═════ Task input
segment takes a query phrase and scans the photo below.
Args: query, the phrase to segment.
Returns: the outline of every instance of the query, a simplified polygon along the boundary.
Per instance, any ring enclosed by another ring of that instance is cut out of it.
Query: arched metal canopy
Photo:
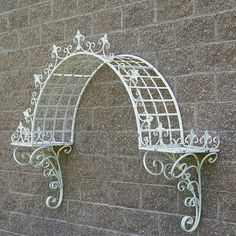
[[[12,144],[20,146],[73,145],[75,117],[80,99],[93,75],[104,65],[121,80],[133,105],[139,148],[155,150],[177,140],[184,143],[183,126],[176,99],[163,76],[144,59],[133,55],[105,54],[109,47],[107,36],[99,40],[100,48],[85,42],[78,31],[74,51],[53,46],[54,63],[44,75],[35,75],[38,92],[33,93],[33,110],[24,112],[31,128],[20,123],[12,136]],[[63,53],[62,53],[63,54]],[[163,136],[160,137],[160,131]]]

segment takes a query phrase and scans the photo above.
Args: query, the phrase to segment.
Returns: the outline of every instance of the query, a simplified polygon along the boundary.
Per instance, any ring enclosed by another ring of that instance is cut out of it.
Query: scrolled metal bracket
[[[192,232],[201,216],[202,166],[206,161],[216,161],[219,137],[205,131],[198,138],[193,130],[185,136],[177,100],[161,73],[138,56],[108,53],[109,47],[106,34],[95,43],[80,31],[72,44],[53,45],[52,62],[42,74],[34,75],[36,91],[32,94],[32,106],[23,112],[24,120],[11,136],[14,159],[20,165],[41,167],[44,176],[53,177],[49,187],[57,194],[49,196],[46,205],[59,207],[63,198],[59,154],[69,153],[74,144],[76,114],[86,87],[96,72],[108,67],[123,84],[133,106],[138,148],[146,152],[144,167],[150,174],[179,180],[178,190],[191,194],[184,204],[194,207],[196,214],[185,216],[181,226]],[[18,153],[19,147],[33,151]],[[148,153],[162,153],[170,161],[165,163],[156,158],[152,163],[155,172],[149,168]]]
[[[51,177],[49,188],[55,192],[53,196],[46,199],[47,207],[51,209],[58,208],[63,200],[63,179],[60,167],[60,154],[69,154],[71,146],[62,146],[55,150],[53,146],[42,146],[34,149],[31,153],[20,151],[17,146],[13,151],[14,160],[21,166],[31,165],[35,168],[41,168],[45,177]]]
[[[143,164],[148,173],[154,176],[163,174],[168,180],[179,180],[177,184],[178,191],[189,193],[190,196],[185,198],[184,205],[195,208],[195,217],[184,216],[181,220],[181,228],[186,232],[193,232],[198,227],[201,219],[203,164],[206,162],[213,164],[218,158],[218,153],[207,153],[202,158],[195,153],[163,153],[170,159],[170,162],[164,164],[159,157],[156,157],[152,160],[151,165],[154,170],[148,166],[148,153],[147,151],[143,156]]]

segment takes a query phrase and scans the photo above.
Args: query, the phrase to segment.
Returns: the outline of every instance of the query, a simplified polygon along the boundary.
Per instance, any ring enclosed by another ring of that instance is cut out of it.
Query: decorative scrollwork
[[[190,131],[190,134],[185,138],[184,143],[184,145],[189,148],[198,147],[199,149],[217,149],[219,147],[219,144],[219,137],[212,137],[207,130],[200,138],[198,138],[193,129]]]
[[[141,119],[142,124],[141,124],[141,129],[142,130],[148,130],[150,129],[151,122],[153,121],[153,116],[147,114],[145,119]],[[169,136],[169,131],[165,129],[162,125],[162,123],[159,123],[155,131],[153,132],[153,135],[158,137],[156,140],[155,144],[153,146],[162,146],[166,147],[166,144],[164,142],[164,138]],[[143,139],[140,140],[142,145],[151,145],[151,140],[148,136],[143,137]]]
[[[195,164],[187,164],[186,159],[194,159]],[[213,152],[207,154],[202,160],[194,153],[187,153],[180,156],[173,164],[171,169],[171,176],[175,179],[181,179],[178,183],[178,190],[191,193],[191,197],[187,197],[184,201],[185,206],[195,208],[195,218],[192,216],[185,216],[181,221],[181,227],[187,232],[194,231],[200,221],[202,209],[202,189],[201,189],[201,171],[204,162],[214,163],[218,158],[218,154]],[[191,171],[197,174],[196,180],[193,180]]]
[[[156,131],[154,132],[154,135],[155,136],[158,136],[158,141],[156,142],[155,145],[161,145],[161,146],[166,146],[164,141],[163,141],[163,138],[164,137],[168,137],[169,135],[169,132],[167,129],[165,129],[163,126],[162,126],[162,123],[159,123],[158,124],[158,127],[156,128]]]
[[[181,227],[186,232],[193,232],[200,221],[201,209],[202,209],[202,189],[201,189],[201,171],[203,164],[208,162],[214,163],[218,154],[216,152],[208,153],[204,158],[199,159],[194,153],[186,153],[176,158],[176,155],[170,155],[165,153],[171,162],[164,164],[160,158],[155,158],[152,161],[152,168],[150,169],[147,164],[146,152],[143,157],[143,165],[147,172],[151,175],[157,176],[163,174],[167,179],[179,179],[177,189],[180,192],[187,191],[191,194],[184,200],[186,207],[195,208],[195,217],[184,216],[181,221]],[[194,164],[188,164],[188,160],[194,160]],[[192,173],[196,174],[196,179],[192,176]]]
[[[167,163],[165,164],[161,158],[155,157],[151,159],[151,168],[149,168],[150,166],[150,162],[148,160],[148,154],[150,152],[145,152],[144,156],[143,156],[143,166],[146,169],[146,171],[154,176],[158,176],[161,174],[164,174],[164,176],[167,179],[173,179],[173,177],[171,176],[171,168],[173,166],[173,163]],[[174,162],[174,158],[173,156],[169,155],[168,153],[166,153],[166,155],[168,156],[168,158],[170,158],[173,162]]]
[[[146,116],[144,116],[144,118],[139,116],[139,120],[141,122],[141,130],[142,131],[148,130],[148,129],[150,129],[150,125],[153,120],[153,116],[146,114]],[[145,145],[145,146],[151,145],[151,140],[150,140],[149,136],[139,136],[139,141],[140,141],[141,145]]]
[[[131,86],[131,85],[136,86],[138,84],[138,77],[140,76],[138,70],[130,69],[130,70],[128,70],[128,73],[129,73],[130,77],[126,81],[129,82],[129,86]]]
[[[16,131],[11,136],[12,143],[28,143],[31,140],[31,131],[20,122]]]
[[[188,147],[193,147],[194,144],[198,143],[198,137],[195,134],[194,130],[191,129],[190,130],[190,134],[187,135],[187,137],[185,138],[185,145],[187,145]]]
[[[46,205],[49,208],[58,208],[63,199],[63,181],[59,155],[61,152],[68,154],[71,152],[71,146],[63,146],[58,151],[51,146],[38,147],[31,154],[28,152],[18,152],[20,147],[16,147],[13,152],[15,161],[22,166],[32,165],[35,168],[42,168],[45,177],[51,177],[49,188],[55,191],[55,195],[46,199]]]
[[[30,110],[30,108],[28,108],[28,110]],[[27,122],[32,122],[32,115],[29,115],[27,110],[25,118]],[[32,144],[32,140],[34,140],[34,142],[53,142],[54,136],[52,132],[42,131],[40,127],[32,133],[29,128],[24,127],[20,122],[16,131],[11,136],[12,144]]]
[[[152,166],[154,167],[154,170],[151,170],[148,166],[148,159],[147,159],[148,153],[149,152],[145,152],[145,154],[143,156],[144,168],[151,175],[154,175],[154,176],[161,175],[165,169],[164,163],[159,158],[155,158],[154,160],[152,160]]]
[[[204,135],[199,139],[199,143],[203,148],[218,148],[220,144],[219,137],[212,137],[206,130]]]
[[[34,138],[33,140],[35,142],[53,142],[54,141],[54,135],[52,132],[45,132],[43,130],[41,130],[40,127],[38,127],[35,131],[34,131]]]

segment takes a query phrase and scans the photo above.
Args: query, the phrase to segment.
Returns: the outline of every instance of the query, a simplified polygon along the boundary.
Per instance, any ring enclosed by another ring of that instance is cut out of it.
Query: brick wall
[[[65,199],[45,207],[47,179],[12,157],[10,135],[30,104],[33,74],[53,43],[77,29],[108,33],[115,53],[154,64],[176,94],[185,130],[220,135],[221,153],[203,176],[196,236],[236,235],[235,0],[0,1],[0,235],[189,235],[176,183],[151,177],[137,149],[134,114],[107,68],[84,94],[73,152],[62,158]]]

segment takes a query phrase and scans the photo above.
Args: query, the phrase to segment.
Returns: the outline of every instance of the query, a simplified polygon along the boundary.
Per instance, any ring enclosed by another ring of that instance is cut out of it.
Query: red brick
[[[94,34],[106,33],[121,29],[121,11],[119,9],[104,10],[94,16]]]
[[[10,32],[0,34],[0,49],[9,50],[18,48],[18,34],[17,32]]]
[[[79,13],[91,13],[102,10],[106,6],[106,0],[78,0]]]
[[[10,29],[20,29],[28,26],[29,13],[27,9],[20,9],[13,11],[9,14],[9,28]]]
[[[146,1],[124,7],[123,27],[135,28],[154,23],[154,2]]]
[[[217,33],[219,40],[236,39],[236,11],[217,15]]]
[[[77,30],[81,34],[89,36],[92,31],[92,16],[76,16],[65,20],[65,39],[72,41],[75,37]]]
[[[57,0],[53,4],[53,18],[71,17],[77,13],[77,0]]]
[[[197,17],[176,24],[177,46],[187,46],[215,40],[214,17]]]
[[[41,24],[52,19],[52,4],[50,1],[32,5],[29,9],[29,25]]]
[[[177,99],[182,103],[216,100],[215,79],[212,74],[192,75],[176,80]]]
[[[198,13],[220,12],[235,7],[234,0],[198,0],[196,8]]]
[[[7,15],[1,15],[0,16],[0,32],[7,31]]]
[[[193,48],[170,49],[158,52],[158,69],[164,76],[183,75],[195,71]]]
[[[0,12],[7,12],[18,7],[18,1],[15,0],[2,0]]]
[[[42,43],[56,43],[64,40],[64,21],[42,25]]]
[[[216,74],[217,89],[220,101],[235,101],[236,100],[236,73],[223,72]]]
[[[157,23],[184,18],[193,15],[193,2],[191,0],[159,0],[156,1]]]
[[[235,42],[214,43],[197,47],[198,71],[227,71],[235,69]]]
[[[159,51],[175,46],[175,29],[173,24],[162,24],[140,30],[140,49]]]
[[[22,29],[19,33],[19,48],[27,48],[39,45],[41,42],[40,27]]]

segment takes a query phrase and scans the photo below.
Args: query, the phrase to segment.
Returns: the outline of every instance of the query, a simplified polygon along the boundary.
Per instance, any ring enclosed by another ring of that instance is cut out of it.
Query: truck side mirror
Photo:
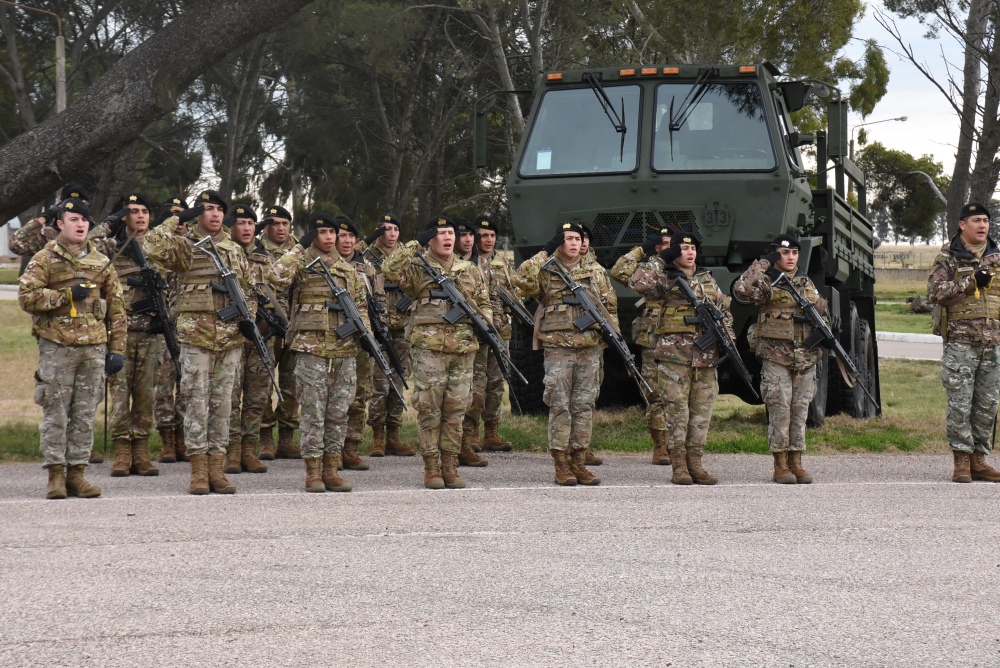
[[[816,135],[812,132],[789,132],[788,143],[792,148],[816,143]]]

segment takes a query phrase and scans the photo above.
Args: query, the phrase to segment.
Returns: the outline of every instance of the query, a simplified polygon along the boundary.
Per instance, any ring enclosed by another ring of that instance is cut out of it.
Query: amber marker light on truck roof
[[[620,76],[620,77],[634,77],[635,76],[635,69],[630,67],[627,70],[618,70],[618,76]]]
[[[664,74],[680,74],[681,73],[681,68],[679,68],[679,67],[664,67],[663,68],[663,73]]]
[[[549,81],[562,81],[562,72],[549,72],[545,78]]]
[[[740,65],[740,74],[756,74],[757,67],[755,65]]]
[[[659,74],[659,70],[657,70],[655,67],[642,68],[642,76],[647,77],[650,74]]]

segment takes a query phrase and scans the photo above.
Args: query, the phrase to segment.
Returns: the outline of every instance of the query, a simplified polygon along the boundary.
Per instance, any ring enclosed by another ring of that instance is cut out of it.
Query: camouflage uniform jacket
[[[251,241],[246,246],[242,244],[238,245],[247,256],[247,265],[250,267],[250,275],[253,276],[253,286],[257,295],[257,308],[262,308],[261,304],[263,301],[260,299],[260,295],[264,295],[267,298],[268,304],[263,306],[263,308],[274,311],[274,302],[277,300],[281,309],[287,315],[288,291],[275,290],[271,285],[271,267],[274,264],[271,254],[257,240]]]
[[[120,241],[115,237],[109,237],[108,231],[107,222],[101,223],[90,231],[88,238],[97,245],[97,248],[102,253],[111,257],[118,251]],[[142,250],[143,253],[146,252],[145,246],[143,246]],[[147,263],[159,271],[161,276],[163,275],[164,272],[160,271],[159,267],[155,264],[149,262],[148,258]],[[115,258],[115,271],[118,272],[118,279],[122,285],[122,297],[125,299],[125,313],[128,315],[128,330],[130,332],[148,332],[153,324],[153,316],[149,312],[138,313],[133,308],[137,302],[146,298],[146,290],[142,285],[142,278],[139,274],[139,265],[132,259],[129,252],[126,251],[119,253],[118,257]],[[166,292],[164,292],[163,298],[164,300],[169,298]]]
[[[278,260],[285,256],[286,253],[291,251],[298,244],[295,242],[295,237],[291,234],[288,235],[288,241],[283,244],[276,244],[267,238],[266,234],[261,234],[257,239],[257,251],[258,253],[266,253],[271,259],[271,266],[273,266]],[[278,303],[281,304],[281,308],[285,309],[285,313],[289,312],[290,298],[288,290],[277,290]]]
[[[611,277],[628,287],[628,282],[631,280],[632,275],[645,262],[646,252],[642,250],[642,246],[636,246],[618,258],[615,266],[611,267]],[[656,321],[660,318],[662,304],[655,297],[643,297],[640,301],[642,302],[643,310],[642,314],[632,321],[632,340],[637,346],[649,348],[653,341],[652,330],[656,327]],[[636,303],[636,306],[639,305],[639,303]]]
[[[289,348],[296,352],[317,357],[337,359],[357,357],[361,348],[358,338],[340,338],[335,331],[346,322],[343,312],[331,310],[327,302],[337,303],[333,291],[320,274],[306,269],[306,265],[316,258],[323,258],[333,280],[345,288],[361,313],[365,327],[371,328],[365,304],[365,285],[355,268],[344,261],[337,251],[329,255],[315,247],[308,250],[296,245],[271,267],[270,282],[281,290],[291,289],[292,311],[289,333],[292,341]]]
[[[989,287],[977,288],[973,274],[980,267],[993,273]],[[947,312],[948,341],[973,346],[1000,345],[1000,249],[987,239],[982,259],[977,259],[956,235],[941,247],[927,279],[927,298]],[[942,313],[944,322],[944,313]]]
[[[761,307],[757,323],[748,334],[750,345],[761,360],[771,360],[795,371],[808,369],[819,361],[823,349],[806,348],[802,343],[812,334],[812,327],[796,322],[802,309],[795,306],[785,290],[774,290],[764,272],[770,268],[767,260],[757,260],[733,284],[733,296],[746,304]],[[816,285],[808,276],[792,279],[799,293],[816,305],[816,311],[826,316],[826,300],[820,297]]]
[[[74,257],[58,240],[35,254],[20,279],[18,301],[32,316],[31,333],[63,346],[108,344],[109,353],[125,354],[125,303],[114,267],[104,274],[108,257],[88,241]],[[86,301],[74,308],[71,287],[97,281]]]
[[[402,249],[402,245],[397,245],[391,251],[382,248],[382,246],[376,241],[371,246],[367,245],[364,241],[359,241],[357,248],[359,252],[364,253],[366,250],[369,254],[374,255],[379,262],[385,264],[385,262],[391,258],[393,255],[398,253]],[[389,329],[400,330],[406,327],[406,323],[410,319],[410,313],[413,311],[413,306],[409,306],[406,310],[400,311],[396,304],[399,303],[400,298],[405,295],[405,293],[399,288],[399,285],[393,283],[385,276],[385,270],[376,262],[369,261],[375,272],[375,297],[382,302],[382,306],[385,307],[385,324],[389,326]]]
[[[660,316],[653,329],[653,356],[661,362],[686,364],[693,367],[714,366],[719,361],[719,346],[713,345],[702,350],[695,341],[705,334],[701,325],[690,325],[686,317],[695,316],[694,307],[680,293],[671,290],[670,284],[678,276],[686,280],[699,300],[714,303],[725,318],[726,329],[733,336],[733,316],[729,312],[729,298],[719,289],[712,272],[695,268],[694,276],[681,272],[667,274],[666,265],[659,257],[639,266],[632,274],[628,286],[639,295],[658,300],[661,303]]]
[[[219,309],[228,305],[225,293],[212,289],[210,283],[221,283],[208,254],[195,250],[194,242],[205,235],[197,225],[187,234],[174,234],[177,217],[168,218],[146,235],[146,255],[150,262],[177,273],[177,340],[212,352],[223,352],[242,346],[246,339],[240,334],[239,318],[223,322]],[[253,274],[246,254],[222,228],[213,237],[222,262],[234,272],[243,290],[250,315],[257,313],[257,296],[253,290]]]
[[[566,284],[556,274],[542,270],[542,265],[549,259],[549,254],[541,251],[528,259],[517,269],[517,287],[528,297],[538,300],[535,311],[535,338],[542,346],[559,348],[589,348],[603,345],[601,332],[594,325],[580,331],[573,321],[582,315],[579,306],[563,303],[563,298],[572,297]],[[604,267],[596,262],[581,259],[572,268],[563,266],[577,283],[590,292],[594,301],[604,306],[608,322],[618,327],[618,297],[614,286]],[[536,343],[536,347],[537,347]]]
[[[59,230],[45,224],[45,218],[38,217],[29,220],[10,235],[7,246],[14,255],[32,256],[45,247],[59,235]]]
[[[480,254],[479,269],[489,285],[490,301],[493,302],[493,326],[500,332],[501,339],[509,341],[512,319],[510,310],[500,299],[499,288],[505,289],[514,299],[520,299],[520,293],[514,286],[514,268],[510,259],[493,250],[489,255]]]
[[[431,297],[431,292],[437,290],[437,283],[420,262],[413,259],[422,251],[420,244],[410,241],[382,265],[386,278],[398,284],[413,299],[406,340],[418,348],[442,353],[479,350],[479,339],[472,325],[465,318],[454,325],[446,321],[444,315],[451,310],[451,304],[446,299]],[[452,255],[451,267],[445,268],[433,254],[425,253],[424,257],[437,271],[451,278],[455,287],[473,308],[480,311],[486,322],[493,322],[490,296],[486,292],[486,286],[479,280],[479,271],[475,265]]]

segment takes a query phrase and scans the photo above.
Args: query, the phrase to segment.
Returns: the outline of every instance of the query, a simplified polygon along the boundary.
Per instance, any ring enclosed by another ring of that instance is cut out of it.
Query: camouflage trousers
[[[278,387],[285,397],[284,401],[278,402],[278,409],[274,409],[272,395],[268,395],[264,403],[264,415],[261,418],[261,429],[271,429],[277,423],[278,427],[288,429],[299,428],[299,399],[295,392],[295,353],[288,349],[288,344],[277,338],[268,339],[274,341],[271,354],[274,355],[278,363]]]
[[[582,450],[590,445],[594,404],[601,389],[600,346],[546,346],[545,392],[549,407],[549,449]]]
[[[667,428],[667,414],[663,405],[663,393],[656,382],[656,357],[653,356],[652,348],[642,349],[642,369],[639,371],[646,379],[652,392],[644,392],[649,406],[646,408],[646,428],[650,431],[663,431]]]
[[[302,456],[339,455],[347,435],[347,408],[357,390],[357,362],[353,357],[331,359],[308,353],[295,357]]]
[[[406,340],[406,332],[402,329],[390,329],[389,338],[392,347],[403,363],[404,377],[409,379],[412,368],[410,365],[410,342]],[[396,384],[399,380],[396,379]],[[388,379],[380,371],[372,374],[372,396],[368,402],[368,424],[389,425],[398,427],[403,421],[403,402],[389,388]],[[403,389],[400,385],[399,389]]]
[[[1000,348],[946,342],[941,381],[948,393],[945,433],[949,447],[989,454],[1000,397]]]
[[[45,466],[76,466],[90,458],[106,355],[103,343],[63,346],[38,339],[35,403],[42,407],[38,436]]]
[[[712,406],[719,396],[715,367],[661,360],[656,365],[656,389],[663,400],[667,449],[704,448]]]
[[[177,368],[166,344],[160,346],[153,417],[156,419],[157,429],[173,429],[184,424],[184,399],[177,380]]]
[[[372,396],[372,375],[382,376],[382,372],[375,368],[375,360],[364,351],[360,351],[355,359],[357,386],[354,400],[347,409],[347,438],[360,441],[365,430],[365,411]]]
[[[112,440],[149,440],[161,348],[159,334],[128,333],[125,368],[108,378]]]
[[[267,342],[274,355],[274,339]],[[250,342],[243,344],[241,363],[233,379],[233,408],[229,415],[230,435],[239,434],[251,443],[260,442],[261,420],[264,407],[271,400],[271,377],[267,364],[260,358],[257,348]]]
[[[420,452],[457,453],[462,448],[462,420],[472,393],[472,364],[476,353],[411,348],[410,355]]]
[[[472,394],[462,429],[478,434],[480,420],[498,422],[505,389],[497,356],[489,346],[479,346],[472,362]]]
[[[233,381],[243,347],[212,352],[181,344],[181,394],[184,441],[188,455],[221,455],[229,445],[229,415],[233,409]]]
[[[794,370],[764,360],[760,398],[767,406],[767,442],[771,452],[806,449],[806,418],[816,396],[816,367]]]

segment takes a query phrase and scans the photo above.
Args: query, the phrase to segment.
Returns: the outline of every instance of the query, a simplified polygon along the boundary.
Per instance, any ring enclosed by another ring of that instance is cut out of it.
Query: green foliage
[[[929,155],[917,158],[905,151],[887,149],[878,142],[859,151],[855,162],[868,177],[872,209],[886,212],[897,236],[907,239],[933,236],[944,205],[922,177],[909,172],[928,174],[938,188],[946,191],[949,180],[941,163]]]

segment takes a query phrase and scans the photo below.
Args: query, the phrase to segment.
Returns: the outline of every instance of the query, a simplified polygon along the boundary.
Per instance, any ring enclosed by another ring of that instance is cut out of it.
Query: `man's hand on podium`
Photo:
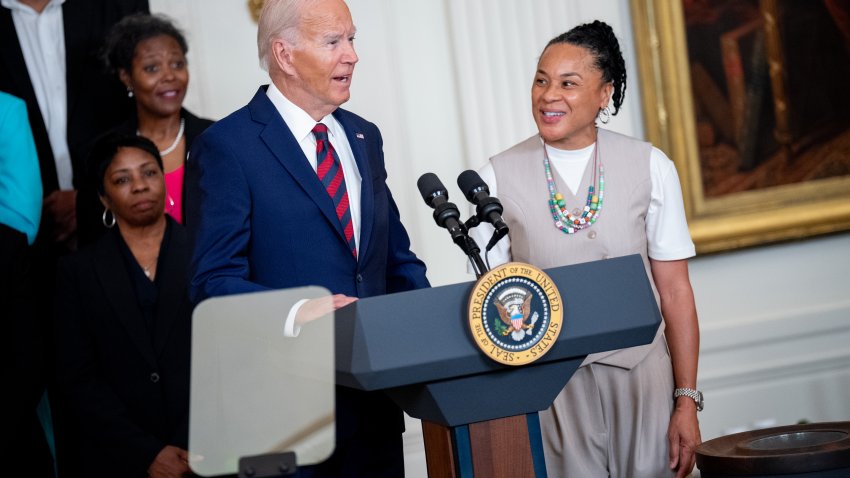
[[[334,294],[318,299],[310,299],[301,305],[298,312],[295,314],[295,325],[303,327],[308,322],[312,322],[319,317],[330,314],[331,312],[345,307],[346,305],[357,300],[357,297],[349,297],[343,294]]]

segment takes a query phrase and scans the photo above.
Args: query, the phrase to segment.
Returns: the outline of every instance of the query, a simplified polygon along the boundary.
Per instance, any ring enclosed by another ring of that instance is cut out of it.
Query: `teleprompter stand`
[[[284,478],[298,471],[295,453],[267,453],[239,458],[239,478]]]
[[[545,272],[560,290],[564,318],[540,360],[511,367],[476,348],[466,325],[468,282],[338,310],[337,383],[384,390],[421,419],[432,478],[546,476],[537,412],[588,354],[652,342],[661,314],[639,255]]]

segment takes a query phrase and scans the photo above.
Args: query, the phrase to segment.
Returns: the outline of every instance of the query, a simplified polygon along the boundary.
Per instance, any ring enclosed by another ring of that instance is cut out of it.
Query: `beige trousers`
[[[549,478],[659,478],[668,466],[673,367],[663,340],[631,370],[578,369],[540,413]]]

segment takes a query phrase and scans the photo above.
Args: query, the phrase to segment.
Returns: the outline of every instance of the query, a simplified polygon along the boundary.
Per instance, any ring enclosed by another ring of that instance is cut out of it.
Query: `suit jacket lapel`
══════════
[Activity]
Retype the records above exactly, from their first line through the line that contains "Query: arched metal canopy", and stop there.

[Result of the exercise]
segment takes a query phrase and scans the photo below.
Args: query, the phrase to segment.
Returns: the outline of every instance of the query, a simplified polygon along the boundary.
Per instance, any ring enclosed by another ring of that instance is cut out of it.
Query: arched metal canopy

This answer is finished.